Exercise brief ▸ Reproduce each line exactly, including spacing and punctuation.

Information supplied ▸
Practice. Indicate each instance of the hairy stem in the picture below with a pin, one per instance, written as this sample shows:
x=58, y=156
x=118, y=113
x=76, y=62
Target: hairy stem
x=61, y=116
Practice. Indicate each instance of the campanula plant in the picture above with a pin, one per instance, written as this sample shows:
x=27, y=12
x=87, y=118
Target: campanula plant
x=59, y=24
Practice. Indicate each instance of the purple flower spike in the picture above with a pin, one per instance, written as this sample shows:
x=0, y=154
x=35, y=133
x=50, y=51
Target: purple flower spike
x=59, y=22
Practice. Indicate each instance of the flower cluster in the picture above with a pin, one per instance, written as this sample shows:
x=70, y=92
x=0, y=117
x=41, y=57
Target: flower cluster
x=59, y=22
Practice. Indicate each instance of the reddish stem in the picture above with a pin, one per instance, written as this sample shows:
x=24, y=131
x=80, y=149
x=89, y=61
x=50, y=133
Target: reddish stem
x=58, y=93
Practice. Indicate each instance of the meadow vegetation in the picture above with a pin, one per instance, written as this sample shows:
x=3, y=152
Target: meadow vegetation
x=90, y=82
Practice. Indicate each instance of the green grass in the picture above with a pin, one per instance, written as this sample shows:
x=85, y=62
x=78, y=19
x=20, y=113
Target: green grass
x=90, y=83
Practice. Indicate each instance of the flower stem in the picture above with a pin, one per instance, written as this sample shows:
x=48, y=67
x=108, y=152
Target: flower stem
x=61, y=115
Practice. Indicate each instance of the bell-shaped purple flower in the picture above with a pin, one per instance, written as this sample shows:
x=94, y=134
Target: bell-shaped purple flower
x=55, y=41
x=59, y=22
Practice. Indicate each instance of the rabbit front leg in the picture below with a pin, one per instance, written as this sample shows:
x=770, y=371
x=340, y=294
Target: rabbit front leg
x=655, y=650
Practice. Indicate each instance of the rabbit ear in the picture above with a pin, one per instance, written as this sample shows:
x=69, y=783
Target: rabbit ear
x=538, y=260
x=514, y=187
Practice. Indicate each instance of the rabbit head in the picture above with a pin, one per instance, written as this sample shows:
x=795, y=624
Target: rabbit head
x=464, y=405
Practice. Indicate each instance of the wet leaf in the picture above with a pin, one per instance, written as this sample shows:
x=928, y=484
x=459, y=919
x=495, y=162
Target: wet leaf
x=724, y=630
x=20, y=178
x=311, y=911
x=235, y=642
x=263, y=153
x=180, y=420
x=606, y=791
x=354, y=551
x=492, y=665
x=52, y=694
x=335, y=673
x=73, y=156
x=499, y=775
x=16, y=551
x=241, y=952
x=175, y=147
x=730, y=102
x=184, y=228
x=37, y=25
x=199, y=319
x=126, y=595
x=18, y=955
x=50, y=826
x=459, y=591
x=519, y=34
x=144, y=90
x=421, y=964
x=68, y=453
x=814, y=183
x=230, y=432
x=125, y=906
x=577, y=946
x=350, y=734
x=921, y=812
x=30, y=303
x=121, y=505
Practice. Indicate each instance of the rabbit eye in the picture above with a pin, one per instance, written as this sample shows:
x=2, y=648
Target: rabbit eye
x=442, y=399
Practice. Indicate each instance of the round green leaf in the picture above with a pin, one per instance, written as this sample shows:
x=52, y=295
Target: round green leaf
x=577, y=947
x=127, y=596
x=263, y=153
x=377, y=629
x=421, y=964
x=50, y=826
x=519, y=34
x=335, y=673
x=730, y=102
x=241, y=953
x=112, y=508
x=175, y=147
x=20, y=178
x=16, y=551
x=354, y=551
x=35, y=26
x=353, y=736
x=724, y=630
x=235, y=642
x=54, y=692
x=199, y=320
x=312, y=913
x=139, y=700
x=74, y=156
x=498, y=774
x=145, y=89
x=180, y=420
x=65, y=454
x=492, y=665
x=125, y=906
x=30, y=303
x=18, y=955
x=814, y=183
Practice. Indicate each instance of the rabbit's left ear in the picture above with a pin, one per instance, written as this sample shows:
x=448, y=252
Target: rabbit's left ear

Written answer ▸
Practice. Indicate each instance of the hairy stem in the picture below with a pin, one per instance, written as this sample shows:
x=58, y=156
x=118, y=113
x=76, y=62
Target: hairy stem
x=61, y=116
Practice. Indicate each instance of the campanula plant in the picture above with a pin, one per instance, written as this sample shows:
x=27, y=12
x=87, y=118
Target: campanula plant
x=59, y=24
Practice. Indicate each instance of the purple flower spike in the picture above with a pin, one per instance, written as this sample shows:
x=0, y=154
x=35, y=133
x=50, y=51
Target: purple flower spike
x=59, y=22
Practice. Indicate each instance of the flower cluster in the picture above with a pin, one per instance, written as this sample shows:
x=70, y=92
x=0, y=117
x=41, y=57
Target: flower cluster
x=59, y=22
Practice. Indicate each instance of the reddish stem in the picture above with a pin, one per instance, written as this sample shows:
x=24, y=131
x=80, y=149
x=89, y=61
x=50, y=133
Target: reddish stem
x=58, y=93
Practice. Indicate each instance of the meadow vegetation in the picture above with a pin, one per instance, written as this sample shows:
x=3, y=152
Target: meadow vegetation
x=90, y=82
Practice. Indicate each instance of the green grass in the picture above with a pin, one per instance, written as this sample shows:
x=85, y=62
x=78, y=19
x=20, y=113
Target: green grass
x=90, y=83
Practice. Indicate each instance of the flower stem in the picture above with a pin, one per instance, written as this sample shows:
x=48, y=67
x=108, y=152
Target: flower stem
x=61, y=115
Practice. Indicate each instance of the bell-shaped purple flower in the picture above with a pin, one per instance, written as this sample shows:
x=94, y=134
Target: bell-shaped purple flower
x=55, y=41
x=59, y=22
Practice. Indicate each instance of the rabbit front leg in the picture below with a pin, one per instance, written as this sample shows:
x=770, y=371
x=340, y=294
Target: rabbit front leg
x=655, y=650
Practice. Indicate each instance of the rabbit ear in the picture above with a pin, one per instance, written as this sample shows:
x=69, y=783
Target: rabbit ear
x=538, y=260
x=514, y=187
Practice. Indicate each instance of the rabbit head in the picture above with a pin, one per instance, written as this sample shows:
x=795, y=624
Target: rabbit head
x=464, y=405
Practice. Indicate each instance of the wet leaf in the picture above with a pin, one per instance, written as this sample shows:
x=928, y=484
x=459, y=919
x=495, y=162
Target: wet leaf
x=724, y=630
x=20, y=178
x=311, y=911
x=235, y=642
x=263, y=153
x=180, y=420
x=606, y=791
x=354, y=551
x=492, y=665
x=52, y=694
x=335, y=673
x=73, y=156
x=499, y=775
x=16, y=551
x=241, y=952
x=175, y=147
x=730, y=102
x=184, y=228
x=37, y=25
x=199, y=319
x=126, y=595
x=18, y=955
x=50, y=826
x=459, y=591
x=519, y=34
x=144, y=90
x=421, y=964
x=68, y=453
x=814, y=183
x=230, y=432
x=125, y=906
x=577, y=946
x=350, y=734
x=921, y=812
x=30, y=303
x=121, y=505
Practice. Indicate each instance of the rabbit eye in the picture above with a pin, one per instance, written as this sample shows:
x=2, y=648
Target: rabbit eye
x=442, y=399
Practice. Indicate each instance of the round green leaf in the picture above with a pin, one per instance, written as this sample shows:
x=52, y=295
Target: round green leaf
x=577, y=947
x=127, y=596
x=263, y=153
x=377, y=629
x=421, y=964
x=50, y=826
x=519, y=34
x=335, y=673
x=730, y=102
x=241, y=953
x=112, y=508
x=175, y=147
x=20, y=178
x=16, y=551
x=354, y=551
x=35, y=26
x=353, y=736
x=724, y=630
x=235, y=642
x=54, y=692
x=199, y=320
x=312, y=913
x=139, y=700
x=74, y=156
x=498, y=774
x=145, y=89
x=180, y=420
x=65, y=454
x=492, y=665
x=125, y=906
x=30, y=303
x=18, y=955
x=814, y=183
Practice. Indicate each instance of the rabbit's left ear in the picture above with a pin, one per instance, written as this sample shows:
x=448, y=252
Target: rabbit's left ear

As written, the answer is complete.